INSTRUCTIONS FOR THE TASK =>
Reproduce the stretch of the material from the line containing "Question 11: Identify the side" through the end, requests included, scaling every bounding-box coordinate in the answers by 2.45 and rounding to whole numbers, with halves rounded up. Leave the numbers in the requests and their layout samples unchanged, and return only that stretch.

++++ EXERCISE MATERIALS ++++

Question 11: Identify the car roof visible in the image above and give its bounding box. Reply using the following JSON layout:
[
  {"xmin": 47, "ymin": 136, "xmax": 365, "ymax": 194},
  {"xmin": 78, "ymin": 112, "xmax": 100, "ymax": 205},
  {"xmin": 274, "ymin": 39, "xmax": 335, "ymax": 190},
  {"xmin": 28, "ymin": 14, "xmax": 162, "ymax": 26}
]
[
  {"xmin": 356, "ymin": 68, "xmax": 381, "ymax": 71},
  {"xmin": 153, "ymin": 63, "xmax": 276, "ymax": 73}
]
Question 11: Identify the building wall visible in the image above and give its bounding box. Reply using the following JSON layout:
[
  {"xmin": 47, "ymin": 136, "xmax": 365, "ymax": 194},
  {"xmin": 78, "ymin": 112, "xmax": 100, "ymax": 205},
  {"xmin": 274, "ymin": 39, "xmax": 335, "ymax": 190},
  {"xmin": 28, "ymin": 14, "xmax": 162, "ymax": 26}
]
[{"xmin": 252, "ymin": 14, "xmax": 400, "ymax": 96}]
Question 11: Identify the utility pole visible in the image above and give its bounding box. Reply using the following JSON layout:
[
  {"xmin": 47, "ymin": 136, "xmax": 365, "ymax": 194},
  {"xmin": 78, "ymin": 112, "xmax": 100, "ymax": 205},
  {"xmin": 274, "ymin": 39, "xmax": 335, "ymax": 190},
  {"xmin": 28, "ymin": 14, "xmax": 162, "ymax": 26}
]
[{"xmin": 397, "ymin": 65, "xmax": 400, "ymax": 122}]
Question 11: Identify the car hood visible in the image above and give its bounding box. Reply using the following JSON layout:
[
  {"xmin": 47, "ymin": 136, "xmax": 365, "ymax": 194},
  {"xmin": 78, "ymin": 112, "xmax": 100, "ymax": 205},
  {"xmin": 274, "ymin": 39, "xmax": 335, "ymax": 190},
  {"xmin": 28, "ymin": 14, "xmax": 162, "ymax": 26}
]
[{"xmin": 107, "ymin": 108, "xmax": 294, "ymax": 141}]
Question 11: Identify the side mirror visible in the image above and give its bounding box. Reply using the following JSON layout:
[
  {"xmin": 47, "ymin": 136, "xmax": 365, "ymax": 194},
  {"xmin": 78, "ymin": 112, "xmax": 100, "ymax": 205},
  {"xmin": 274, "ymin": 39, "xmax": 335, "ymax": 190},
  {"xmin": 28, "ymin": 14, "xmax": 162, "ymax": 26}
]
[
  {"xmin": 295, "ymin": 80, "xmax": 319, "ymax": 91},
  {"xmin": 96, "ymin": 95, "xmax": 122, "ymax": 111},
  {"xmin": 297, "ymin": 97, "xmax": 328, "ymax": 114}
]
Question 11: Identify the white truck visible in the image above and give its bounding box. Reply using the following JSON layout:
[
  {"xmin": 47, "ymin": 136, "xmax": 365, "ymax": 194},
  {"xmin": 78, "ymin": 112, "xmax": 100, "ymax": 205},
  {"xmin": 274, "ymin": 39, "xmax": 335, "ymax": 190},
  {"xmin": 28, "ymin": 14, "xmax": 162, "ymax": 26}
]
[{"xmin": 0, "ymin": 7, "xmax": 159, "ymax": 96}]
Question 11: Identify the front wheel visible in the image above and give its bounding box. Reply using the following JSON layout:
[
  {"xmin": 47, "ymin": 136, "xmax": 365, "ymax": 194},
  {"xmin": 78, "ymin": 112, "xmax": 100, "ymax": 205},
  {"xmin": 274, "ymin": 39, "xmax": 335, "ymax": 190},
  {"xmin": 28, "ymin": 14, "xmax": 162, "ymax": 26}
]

++++

EXERCISE RESPONSE =>
Question 11: Identify the side mirror visible in the image above and give its bounding box. Reply using the following JSON layout:
[
  {"xmin": 47, "ymin": 136, "xmax": 365, "ymax": 194},
  {"xmin": 78, "ymin": 112, "xmax": 100, "ymax": 205},
  {"xmin": 274, "ymin": 39, "xmax": 335, "ymax": 190},
  {"xmin": 28, "ymin": 14, "xmax": 162, "ymax": 26}
]
[
  {"xmin": 723, "ymin": 196, "xmax": 782, "ymax": 223},
  {"xmin": 235, "ymin": 233, "xmax": 299, "ymax": 272},
  {"xmin": 728, "ymin": 238, "xmax": 804, "ymax": 279}
]
Question 11: Identify the white truck visible in the image above and give its bounding box. Reply using the following JSON layout:
[
  {"xmin": 47, "ymin": 136, "xmax": 365, "ymax": 194},
  {"xmin": 78, "ymin": 112, "xmax": 100, "ymax": 205},
  {"xmin": 274, "ymin": 39, "xmax": 335, "ymax": 190},
  {"xmin": 28, "ymin": 14, "xmax": 162, "ymax": 26}
]
[{"xmin": 0, "ymin": 17, "xmax": 390, "ymax": 235}]
Question 11: Identify the front wheel visible in the image above and give its bounding box. Reply using the following JSON layout:
[
  {"xmin": 47, "ymin": 136, "xmax": 365, "ymax": 194},
  {"xmin": 78, "ymin": 112, "xmax": 100, "ymax": 205},
  {"xmin": 274, "ymin": 39, "xmax": 335, "ymax": 190},
  {"xmin": 28, "ymin": 14, "xmax": 162, "ymax": 26}
]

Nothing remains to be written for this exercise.